## SUPPLIED DATA
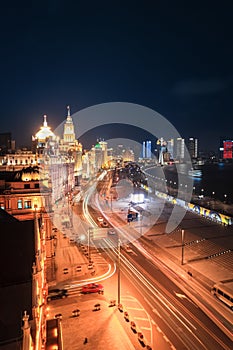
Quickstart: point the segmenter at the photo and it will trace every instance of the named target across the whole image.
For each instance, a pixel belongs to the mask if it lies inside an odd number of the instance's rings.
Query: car
[[[102,216],[99,216],[99,217],[97,218],[97,220],[98,220],[99,222],[103,222],[103,221],[104,221],[104,218],[102,218]]]
[[[115,235],[115,234],[116,234],[116,231],[113,228],[110,228],[108,230],[108,235]]]
[[[89,294],[89,293],[104,294],[104,287],[102,286],[102,284],[88,283],[82,286],[81,293],[82,294]]]
[[[56,299],[63,299],[68,296],[68,291],[67,289],[50,289],[48,291],[48,296],[47,296],[47,301],[50,300],[56,300]]]

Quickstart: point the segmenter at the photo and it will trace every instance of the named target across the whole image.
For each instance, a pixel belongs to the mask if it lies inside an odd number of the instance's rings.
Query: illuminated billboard
[[[130,202],[134,204],[144,203],[144,199],[143,193],[131,193]]]
[[[232,159],[233,142],[223,141],[223,159]]]

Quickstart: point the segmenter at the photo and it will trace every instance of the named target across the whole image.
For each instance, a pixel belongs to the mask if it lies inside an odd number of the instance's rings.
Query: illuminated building
[[[106,141],[99,141],[100,147],[102,149],[102,167],[108,167],[108,143]]]
[[[132,149],[127,148],[126,150],[122,151],[122,158],[123,162],[134,162],[135,157],[134,157],[134,152]]]
[[[233,139],[225,138],[220,140],[220,159],[232,161],[233,159]]]
[[[101,147],[101,144],[99,142],[97,142],[97,144],[95,145],[95,147],[93,148],[94,151],[94,171],[95,173],[97,173],[103,165],[103,150]]]
[[[67,106],[66,121],[63,125],[63,137],[59,141],[59,154],[68,157],[69,162],[74,163],[74,185],[77,186],[82,174],[82,144],[76,139],[69,106]],[[63,161],[65,161],[65,158],[63,158]],[[68,191],[70,190],[68,189]]]
[[[175,140],[175,159],[178,161],[183,161],[184,160],[184,151],[185,151],[185,142],[184,139],[181,137],[177,137]]]
[[[143,141],[142,143],[142,158],[151,158],[151,141]]]
[[[37,154],[39,163],[40,158],[44,156],[44,149],[49,139],[56,140],[57,137],[48,126],[47,116],[44,115],[43,125],[40,127],[40,130],[36,133],[36,135],[32,136],[32,150],[35,154]]]
[[[37,164],[37,155],[28,150],[17,150],[0,156],[0,171],[16,171]]]
[[[167,153],[167,142],[161,137],[157,140],[157,145],[160,147],[158,162],[159,164],[164,165],[164,155]]]
[[[169,158],[174,159],[174,139],[167,141],[167,152],[170,154]]]
[[[198,139],[197,138],[190,137],[188,139],[187,148],[188,148],[190,157],[192,159],[198,157]]]

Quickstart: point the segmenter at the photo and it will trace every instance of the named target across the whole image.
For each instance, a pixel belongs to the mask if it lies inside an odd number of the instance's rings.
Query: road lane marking
[[[151,331],[151,327],[143,327],[143,326],[140,326],[140,329],[144,329],[146,331]]]
[[[135,319],[135,320],[142,320],[142,321],[148,321],[148,322],[150,322],[150,321],[148,320],[147,317],[134,317],[134,319]]]
[[[142,309],[142,308],[139,308],[139,307],[131,307],[131,306],[127,306],[127,309],[129,309],[129,310],[145,311],[145,310]]]

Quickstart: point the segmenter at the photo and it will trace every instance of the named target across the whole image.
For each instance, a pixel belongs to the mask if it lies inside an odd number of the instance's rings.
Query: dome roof
[[[48,137],[55,137],[55,134],[50,129],[51,128],[47,124],[46,115],[44,115],[44,124],[36,133],[35,138],[38,140],[45,140]]]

## WORK REQUIRED
Drop the pictures and reproduce the rest of the data exactly.

## RESULT OF THE TASK
Quickstart: point the segmenter at the photo and it will trace every instance of the named target across the whole image.
For each instance, a pixel belongs to the mask if it lies inside an odd number of the instance's rings.
Query: car
[[[102,216],[99,216],[99,217],[97,218],[97,220],[98,220],[99,222],[103,222],[103,221],[104,221],[104,218],[102,218]]]
[[[115,235],[115,234],[116,234],[116,231],[113,228],[110,228],[108,230],[108,235]]]
[[[89,294],[89,293],[104,294],[104,287],[102,286],[102,284],[88,283],[82,286],[81,293],[82,294]]]
[[[56,299],[63,299],[68,296],[68,291],[67,289],[50,289],[48,291],[48,296],[47,296],[47,301],[50,300],[56,300]]]

Quickstart: point the segmenter at the photo and it will trace every instance of the named target across the whole image.
For each instance, a pixel belongs to the mask if it lies inside an odd number of the instance's rings.
Query: illuminated billboard
[[[130,202],[134,204],[144,203],[144,199],[143,193],[131,193]]]
[[[232,159],[233,142],[223,141],[223,159]]]

Quickstart: point the segmenter at the photo and it will trace every instance of the named target across the whole image.
For each instance, a pixel belongs to the mask if it lies inside an odd number of the instance's rings.
Query: illuminated building
[[[106,141],[99,141],[100,147],[102,149],[102,167],[108,167],[108,143]]]
[[[132,149],[127,148],[126,150],[122,151],[122,158],[123,162],[134,162],[135,157],[134,157],[134,152]]]
[[[233,139],[225,138],[220,140],[220,159],[232,161],[233,159]]]
[[[101,147],[101,144],[99,142],[97,142],[97,144],[95,145],[95,147],[93,148],[94,151],[94,171],[95,173],[97,173],[103,165],[103,150]]]
[[[67,106],[66,121],[63,125],[63,137],[59,141],[59,154],[68,157],[69,162],[74,163],[74,185],[77,186],[82,174],[82,144],[76,139],[69,106]],[[63,161],[65,161],[65,158],[63,158]],[[68,191],[70,190],[68,189]]]
[[[175,140],[175,159],[178,161],[183,161],[184,160],[184,151],[185,151],[185,142],[184,139],[181,137],[177,137]]]
[[[143,141],[142,143],[142,158],[151,158],[151,141]]]
[[[37,154],[39,163],[40,158],[44,156],[44,149],[49,139],[56,140],[57,137],[48,126],[47,116],[44,115],[43,125],[40,127],[40,130],[36,133],[36,135],[32,136],[32,150],[35,154]]]
[[[37,164],[37,155],[28,150],[17,150],[0,156],[0,171],[16,171]]]
[[[167,153],[167,142],[161,137],[157,140],[157,145],[160,147],[158,162],[159,164],[164,165],[164,155]]]
[[[169,158],[174,159],[174,139],[167,141],[167,152],[170,154]]]
[[[198,139],[197,138],[190,137],[188,139],[187,148],[188,148],[190,157],[192,159],[198,157]]]

Quickstart: point the segmenter at the photo and it will trace every instance of the named target across the whole image.
For each instance, a pixel belongs to the mask if it lies inside an odd number of the instance's rings.
Query: road lane marking
[[[151,331],[151,327],[143,327],[143,326],[140,326],[140,329],[144,329],[146,331]]]
[[[135,319],[135,320],[142,320],[142,321],[148,321],[148,322],[150,322],[150,321],[148,320],[147,317],[134,317],[134,319]]]
[[[142,309],[142,308],[139,308],[139,307],[131,307],[131,306],[127,306],[127,309],[129,309],[129,310],[145,311],[145,310]]]

Quickstart: point the segmenter at the photo and it will trace every instance of the named target across the whole image.
For each instance, a pixel belongs to the mask if it lies inside an odd number of the instance's rings.
Query: dome roof
[[[48,137],[55,137],[55,134],[50,129],[51,128],[47,124],[46,115],[44,115],[44,124],[36,133],[35,138],[38,140],[45,140]]]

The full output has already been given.